About this task: Tally the lines in the data that follows that include the word "slanted", and report nothing but the total.

##### Exercise inputs #####

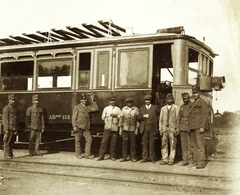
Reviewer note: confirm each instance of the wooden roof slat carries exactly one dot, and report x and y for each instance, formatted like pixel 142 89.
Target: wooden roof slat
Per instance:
pixel 23 39
pixel 60 32
pixel 81 32
pixel 36 37
pixel 90 28
pixel 71 34
pixel 50 35
pixel 10 41
pixel 113 32
pixel 116 26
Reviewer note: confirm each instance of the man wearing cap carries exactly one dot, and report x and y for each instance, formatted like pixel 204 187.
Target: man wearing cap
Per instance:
pixel 81 125
pixel 35 126
pixel 198 116
pixel 168 130
pixel 183 126
pixel 9 121
pixel 129 129
pixel 148 117
pixel 110 116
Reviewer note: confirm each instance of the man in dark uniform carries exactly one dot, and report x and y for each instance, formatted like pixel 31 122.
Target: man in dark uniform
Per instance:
pixel 183 119
pixel 129 129
pixel 35 126
pixel 168 130
pixel 110 116
pixel 9 121
pixel 198 116
pixel 81 125
pixel 148 117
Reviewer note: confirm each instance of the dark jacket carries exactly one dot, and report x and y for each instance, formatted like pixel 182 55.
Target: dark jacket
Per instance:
pixel 198 115
pixel 80 116
pixel 34 118
pixel 9 119
pixel 151 122
pixel 183 117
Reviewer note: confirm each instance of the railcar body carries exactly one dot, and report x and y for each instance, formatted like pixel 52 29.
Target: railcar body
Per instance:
pixel 122 65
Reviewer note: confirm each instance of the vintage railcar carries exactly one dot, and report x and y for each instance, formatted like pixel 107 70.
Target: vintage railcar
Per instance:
pixel 107 60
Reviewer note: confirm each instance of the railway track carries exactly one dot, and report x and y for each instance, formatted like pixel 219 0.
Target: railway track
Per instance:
pixel 181 182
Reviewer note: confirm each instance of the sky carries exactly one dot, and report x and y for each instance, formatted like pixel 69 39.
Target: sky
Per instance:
pixel 218 21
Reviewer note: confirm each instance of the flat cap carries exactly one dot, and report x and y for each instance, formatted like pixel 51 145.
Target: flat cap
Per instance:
pixel 147 97
pixel 112 98
pixel 11 97
pixel 185 95
pixel 129 100
pixel 35 97
pixel 169 96
pixel 195 89
pixel 83 96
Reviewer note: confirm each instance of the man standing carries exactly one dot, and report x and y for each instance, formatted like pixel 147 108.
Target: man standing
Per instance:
pixel 198 117
pixel 9 121
pixel 129 129
pixel 183 126
pixel 110 116
pixel 81 125
pixel 35 126
pixel 168 130
pixel 148 115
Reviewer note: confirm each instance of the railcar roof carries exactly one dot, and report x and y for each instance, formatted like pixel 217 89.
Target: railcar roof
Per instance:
pixel 87 34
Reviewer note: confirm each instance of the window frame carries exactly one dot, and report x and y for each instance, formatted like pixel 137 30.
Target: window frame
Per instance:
pixel 55 59
pixel 149 49
pixel 76 75
pixel 95 69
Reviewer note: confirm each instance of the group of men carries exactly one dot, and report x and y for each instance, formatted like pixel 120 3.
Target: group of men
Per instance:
pixel 34 125
pixel 189 120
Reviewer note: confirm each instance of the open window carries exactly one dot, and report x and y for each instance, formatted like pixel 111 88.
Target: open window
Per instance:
pixel 103 61
pixel 54 73
pixel 192 67
pixel 84 67
pixel 133 68
pixel 16 75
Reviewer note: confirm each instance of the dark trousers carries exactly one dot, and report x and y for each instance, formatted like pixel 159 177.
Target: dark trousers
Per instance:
pixel 88 137
pixel 34 139
pixel 168 141
pixel 128 137
pixel 186 146
pixel 112 135
pixel 8 140
pixel 148 144
pixel 198 146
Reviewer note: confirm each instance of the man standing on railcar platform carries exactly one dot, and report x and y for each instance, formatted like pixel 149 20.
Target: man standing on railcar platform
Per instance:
pixel 110 116
pixel 183 126
pixel 81 125
pixel 148 117
pixel 129 129
pixel 198 116
pixel 35 126
pixel 9 121
pixel 168 129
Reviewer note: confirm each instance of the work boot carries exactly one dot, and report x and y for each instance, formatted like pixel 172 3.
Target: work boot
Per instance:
pixel 89 157
pixel 123 159
pixel 183 163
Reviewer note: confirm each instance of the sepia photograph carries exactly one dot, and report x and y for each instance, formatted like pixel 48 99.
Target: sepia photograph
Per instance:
pixel 119 97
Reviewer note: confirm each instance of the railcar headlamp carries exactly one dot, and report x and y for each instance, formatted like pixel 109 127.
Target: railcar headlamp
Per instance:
pixel 218 83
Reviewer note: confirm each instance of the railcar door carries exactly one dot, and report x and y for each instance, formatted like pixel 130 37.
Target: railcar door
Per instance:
pixel 162 77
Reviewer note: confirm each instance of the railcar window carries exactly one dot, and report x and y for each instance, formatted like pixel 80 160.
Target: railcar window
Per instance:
pixel 133 68
pixel 84 69
pixel 54 73
pixel 103 61
pixel 192 67
pixel 16 75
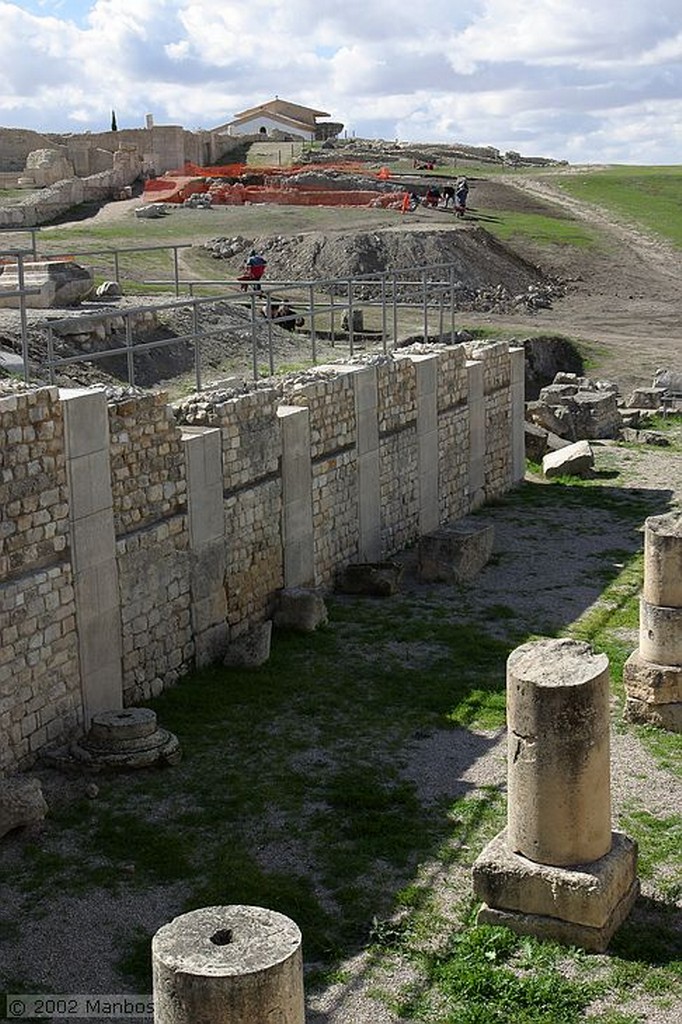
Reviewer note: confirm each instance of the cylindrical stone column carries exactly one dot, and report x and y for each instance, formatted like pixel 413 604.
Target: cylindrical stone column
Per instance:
pixel 659 634
pixel 228 965
pixel 558 756
pixel 663 561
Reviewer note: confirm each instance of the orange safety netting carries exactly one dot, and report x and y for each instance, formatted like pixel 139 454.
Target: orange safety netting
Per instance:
pixel 176 188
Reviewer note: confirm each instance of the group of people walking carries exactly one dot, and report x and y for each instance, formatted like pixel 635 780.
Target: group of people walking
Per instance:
pixel 457 195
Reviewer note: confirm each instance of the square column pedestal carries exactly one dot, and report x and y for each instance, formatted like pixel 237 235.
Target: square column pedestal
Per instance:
pixel 582 905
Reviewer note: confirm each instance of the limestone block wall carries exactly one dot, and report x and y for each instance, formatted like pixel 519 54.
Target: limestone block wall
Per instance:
pixel 136 541
pixel 398 453
pixel 148 489
pixel 39 672
pixel 497 387
pixel 251 454
pixel 454 435
pixel 331 404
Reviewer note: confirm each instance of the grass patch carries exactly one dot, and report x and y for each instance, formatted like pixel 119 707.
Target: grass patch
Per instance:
pixel 648 196
pixel 543 230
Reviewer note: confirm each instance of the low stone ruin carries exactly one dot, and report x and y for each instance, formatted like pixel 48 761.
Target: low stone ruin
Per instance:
pixel 123 739
pixel 455 553
pixel 577 409
pixel 48 284
pixel 238 964
pixel 22 803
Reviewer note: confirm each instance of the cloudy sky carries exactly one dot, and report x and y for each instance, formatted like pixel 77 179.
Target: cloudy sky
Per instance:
pixel 588 82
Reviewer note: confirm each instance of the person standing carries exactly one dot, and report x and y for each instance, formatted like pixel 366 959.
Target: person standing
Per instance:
pixel 254 268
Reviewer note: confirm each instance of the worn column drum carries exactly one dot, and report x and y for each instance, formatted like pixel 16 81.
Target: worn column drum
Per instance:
pixel 558 755
pixel 228 965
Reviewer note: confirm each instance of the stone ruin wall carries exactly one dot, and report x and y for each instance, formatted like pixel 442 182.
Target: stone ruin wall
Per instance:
pixel 148 491
pixel 251 454
pixel 39 668
pixel 454 495
pixel 497 380
pixel 158 589
pixel 331 404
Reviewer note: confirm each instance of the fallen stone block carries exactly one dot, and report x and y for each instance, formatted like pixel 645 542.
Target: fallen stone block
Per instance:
pixel 455 553
pixel 668 717
pixel 646 397
pixel 539 441
pixel 22 803
pixel 574 460
pixel 52 283
pixel 652 683
pixel 124 739
pixel 109 290
pixel 300 608
pixel 371 579
pixel 252 649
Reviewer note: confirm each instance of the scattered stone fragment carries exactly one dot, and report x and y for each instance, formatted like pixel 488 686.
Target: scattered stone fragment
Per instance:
pixel 300 608
pixel 574 460
pixel 455 553
pixel 252 649
pixel 371 579
pixel 124 739
pixel 22 803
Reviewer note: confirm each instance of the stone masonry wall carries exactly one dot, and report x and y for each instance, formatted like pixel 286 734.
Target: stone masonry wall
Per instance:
pixel 39 673
pixel 497 380
pixel 251 453
pixel 331 403
pixel 397 433
pixel 153 567
pixel 148 491
pixel 454 498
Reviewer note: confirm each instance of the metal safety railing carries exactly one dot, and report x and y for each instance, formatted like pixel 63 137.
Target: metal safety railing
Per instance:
pixel 332 309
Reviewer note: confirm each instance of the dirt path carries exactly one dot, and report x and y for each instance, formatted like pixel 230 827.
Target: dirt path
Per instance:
pixel 624 298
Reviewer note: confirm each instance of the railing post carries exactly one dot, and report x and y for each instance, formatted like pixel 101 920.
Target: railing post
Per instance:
pixel 198 354
pixel 129 352
pixel 425 307
pixel 176 272
pixel 383 311
pixel 313 336
pixel 50 353
pixel 25 330
pixel 254 336
pixel 452 304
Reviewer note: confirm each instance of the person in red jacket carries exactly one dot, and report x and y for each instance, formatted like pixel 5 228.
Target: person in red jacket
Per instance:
pixel 254 268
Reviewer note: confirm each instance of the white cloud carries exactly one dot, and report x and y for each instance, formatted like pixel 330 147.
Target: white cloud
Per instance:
pixel 554 78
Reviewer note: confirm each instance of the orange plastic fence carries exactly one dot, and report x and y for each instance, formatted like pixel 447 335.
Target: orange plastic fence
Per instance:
pixel 175 188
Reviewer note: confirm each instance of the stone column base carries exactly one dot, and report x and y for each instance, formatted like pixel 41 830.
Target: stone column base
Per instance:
pixel 582 906
pixel 653 692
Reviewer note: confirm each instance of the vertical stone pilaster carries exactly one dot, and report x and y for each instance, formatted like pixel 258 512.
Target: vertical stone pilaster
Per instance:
pixel 426 368
pixel 367 416
pixel 93 550
pixel 476 403
pixel 518 413
pixel 208 559
pixel 297 523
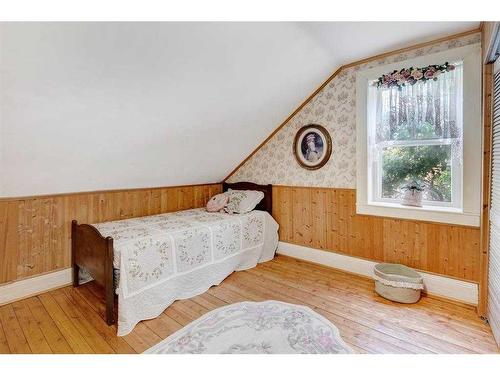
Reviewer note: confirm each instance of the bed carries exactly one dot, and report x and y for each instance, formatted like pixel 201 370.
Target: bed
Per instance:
pixel 151 261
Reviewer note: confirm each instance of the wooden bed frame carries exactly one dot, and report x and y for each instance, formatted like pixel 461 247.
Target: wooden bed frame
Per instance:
pixel 89 249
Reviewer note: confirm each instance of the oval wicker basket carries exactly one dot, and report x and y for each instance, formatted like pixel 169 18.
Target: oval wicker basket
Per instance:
pixel 398 283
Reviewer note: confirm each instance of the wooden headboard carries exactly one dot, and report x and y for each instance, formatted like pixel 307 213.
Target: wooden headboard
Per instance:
pixel 265 204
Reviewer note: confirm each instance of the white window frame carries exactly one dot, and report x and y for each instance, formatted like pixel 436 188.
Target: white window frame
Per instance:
pixel 466 210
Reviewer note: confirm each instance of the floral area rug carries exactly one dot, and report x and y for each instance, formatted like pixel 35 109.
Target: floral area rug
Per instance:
pixel 268 327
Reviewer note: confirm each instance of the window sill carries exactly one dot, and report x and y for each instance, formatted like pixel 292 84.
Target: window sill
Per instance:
pixel 436 214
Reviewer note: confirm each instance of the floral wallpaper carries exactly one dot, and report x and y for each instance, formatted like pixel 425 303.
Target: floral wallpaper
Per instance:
pixel 334 107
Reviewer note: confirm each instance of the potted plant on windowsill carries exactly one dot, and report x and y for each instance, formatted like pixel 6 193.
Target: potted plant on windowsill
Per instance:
pixel 412 194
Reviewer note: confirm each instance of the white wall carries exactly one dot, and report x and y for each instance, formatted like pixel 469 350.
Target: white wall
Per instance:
pixel 90 106
pixel 101 106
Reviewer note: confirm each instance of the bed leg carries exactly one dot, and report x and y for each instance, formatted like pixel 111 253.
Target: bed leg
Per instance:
pixel 109 284
pixel 76 269
pixel 110 306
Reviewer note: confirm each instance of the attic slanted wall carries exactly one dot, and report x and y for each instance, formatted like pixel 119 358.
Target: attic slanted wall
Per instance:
pixel 332 105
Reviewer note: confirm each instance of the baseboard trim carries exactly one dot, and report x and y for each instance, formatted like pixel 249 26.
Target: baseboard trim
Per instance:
pixel 435 285
pixel 35 285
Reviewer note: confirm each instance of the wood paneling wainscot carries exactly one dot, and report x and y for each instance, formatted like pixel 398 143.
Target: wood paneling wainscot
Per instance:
pixel 326 219
pixel 35 232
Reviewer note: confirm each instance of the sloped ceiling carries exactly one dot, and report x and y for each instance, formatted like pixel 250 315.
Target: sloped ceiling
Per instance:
pixel 90 106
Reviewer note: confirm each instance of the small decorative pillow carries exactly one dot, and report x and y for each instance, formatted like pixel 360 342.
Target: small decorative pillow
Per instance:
pixel 217 203
pixel 242 201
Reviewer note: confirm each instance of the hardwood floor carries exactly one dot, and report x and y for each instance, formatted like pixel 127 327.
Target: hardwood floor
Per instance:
pixel 71 320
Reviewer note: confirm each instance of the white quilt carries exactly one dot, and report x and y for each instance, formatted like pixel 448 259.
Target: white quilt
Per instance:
pixel 178 255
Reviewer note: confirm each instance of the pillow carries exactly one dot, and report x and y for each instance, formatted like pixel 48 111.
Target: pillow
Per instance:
pixel 217 203
pixel 242 201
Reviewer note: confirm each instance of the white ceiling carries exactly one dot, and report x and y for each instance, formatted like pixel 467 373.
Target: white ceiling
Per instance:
pixel 88 106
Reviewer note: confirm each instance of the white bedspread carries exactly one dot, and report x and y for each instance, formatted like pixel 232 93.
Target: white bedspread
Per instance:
pixel 178 255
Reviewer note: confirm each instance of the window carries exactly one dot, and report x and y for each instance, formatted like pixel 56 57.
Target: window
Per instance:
pixel 415 136
pixel 423 133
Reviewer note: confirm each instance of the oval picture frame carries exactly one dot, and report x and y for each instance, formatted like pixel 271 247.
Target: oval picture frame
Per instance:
pixel 312 146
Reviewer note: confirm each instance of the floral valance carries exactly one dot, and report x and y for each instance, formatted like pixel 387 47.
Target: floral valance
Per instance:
pixel 410 76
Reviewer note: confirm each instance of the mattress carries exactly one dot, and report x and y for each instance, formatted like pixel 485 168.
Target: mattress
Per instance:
pixel 178 255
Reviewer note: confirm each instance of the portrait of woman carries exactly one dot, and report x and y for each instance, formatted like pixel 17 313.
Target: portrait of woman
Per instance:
pixel 312 146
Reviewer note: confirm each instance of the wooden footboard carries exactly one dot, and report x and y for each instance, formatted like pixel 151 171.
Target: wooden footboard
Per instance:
pixel 89 249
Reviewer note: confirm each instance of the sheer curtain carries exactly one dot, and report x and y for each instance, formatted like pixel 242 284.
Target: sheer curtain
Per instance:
pixel 429 110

#####

Result for this task: 2